* [ACTIVITY]
Give a single number in reply. It is the count of lines below that contain the string "window".

▽

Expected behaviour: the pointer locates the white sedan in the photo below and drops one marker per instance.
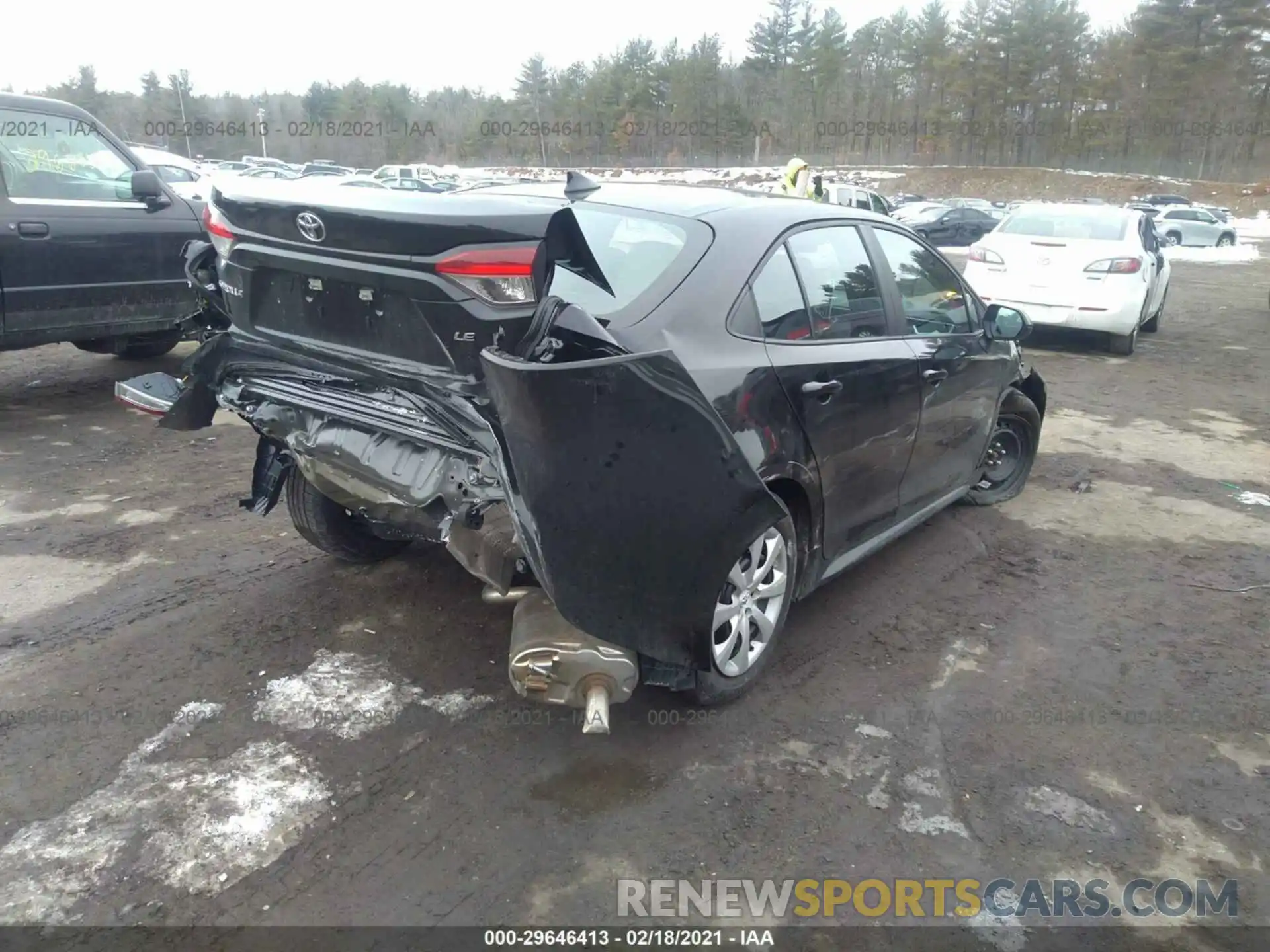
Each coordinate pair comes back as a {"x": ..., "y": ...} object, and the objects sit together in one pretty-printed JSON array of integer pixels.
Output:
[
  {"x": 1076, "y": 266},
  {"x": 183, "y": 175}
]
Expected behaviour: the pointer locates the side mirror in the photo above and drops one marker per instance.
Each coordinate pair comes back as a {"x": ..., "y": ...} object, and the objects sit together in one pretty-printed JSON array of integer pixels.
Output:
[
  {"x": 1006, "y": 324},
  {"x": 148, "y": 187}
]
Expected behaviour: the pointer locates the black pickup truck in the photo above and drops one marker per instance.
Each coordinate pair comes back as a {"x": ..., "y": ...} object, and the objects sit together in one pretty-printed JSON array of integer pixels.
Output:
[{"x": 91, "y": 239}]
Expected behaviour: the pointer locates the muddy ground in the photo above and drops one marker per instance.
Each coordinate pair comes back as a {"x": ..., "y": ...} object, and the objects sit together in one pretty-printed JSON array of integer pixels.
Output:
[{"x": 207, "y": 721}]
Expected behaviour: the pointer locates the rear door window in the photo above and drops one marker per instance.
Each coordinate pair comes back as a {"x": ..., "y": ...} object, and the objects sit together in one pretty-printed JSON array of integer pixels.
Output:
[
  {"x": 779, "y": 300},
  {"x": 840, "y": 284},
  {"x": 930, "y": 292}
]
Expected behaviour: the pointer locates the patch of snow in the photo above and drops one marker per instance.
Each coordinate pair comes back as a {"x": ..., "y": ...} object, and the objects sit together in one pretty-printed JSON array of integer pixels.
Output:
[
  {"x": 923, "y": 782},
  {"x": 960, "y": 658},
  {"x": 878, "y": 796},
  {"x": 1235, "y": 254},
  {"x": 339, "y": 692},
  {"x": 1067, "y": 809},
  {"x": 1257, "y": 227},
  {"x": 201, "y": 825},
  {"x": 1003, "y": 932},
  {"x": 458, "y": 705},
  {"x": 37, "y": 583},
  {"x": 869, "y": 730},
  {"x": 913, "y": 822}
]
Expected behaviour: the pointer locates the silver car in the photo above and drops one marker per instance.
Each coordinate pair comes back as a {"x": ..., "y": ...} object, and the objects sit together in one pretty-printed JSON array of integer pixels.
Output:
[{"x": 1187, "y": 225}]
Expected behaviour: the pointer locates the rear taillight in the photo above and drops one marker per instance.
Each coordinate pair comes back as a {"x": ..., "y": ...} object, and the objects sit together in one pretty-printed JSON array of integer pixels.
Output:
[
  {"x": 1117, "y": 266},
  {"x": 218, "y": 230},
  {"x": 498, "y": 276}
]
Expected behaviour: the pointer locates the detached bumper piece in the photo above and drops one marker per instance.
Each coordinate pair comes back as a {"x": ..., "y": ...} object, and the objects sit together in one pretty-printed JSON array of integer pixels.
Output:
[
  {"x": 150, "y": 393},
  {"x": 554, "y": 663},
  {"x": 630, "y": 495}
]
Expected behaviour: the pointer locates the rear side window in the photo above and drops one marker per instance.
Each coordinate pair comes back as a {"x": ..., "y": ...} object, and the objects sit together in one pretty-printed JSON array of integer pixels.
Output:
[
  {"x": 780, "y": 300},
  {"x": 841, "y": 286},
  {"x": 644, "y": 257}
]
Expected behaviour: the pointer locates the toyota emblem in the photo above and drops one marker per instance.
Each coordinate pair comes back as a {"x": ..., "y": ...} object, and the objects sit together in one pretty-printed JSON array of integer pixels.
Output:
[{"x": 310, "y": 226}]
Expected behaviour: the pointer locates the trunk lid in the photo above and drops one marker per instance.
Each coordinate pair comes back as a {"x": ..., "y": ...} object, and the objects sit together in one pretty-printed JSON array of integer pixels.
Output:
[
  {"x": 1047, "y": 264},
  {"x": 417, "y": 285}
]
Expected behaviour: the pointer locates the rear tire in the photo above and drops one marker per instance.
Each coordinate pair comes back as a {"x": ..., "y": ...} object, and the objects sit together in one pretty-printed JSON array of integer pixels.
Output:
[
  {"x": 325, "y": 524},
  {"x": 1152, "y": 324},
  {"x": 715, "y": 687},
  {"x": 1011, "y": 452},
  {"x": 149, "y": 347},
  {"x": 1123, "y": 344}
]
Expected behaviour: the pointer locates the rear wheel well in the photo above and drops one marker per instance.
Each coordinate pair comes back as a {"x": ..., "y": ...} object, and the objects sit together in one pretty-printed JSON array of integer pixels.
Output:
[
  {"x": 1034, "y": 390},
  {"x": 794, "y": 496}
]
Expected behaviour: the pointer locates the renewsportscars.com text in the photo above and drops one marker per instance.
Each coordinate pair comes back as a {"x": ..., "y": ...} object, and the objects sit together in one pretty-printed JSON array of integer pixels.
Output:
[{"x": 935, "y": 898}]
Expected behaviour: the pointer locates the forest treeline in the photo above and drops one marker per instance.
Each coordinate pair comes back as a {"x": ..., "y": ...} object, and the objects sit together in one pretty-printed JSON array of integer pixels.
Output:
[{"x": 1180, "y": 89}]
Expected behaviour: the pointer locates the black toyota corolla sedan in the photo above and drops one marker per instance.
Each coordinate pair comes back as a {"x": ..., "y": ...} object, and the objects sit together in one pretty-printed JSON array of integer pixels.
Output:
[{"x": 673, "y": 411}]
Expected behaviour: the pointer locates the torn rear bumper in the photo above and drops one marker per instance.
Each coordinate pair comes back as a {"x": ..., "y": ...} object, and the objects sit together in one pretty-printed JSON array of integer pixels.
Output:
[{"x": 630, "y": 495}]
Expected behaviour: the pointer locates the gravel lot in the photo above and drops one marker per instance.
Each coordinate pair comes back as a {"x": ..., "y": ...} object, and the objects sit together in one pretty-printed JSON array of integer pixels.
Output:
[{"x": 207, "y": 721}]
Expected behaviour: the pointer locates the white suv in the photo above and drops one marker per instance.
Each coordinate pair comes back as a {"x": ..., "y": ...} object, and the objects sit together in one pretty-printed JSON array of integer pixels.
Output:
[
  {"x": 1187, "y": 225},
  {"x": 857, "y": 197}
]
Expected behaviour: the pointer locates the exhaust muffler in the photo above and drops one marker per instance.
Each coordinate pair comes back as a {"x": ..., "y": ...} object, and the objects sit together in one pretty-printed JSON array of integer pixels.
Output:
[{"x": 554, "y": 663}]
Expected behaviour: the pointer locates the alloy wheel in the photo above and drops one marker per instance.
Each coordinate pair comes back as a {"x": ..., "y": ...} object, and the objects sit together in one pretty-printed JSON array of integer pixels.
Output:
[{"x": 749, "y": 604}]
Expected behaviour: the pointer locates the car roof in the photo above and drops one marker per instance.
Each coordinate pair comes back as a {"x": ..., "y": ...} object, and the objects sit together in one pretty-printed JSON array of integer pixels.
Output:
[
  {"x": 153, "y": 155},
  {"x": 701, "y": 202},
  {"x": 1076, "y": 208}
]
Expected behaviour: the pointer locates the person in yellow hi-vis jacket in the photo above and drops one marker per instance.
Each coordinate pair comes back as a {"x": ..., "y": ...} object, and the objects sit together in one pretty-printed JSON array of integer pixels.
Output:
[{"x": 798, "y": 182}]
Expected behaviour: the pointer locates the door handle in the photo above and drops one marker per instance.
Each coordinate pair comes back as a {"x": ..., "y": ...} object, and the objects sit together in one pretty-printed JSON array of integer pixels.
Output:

△

* [SOLUTION TO THE EXERCISE]
2